--- start of DATA TO PROCESS ---
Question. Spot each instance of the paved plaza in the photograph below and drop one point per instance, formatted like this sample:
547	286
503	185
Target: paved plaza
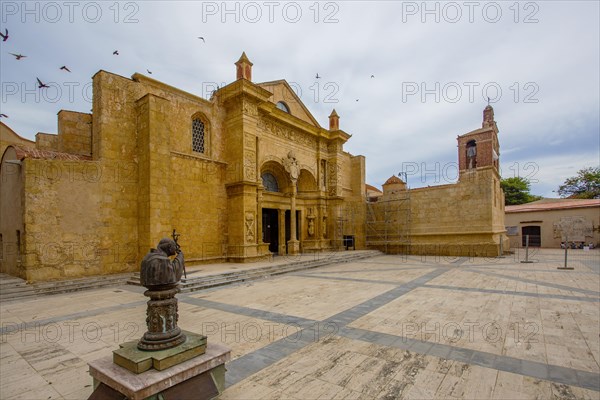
386	327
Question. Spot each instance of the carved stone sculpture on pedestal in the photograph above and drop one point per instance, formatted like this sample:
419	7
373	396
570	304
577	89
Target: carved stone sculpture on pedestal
161	275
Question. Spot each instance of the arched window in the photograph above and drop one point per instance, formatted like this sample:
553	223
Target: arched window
471	154
198	139
270	182
283	107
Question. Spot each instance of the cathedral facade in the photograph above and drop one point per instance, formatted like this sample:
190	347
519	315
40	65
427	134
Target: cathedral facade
244	175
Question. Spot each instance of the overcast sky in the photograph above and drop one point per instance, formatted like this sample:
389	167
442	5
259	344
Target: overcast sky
433	64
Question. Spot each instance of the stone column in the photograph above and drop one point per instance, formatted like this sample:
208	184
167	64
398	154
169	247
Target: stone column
293	244
281	232
161	319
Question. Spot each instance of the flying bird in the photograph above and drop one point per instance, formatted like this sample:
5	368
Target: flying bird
41	84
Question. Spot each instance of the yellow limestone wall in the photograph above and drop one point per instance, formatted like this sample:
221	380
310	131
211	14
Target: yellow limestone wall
--- end of DATA TO PROCESS ---
**WHAT NEEDS TO BE DONE:** Can you reproduce all of the data above word for word, omitting the picture?

**TASK RESPONSE:**
Question. Spot each instance of the paved plaza in the photograph below and drop one point per instance, formatted like this sample:
547	286
503	185
Target: paved plaza
386	327
Question. Spot each instance of the carved stone sculpture on pedestal in the photograph above and drop one point per instance, formatted like this sample:
419	7
373	396
570	304
577	89
Target: carved stone sculpture on pedestal
161	275
Question. Spot each instance of the arched window in the photograph above and drop one point per instance, formatted like this sample:
553	223
Target: arched window
471	154
198	139
270	182
283	107
Question. Spot each instance of the cathedral facade in the photograph above and drop one point per instance, formatted like this sample:
190	347
519	315
40	65
427	134
Target: cathedral facade
244	175
Question. Spot each instance of the overcast sky in the photograph above and drop one point per instance, formatted like this sample:
389	167
442	5
259	344
Target: overcast sky
433	64
Question. Spot each instance of the stone column in the photograph above and drop one point per instance, formatted like this sample:
208	184
167	64
398	154
169	247
Target: stone column
293	244
281	232
161	319
Question. Spot each instance of the flying bird in the photograph above and drop one point per instance, formatted like this sample:
5	368
Target: flying bird
41	84
Question. Spot each instance of the yellow limestone wall in the photograph above and drop one point per instance, formatted like this sample:
221	380
310	131
211	14
Target: yellow limestone wall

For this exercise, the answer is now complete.